*** Begin section ***

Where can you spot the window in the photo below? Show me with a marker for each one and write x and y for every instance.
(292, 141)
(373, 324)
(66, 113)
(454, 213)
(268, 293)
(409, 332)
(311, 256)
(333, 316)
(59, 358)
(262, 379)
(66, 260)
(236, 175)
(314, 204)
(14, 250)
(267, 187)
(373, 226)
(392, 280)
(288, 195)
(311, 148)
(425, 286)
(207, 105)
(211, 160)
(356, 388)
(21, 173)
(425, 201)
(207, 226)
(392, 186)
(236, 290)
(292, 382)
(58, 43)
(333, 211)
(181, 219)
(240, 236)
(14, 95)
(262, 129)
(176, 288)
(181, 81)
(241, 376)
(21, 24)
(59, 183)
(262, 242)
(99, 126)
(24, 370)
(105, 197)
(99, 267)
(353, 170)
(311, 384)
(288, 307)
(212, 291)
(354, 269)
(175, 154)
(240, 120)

*** End section ***

Problem requirements: Copy the entries above exactly. Miss none of them.

Reply to the exercise:
Where can you spot the window in the photo below? Show me with a marker for each one and write x and y for every instance.
(292, 141)
(373, 324)
(66, 113)
(454, 213)
(268, 293)
(409, 332)
(311, 256)
(333, 316)
(59, 358)
(262, 379)
(66, 260)
(236, 175)
(314, 204)
(14, 250)
(267, 187)
(373, 226)
(392, 280)
(288, 195)
(311, 148)
(425, 286)
(207, 105)
(211, 160)
(356, 388)
(21, 173)
(425, 201)
(207, 226)
(392, 186)
(236, 290)
(292, 382)
(58, 43)
(333, 211)
(181, 219)
(240, 236)
(14, 95)
(262, 129)
(176, 288)
(181, 81)
(241, 376)
(21, 24)
(59, 183)
(262, 242)
(99, 126)
(24, 370)
(105, 197)
(99, 267)
(353, 170)
(311, 384)
(288, 307)
(212, 291)
(354, 269)
(175, 154)
(240, 120)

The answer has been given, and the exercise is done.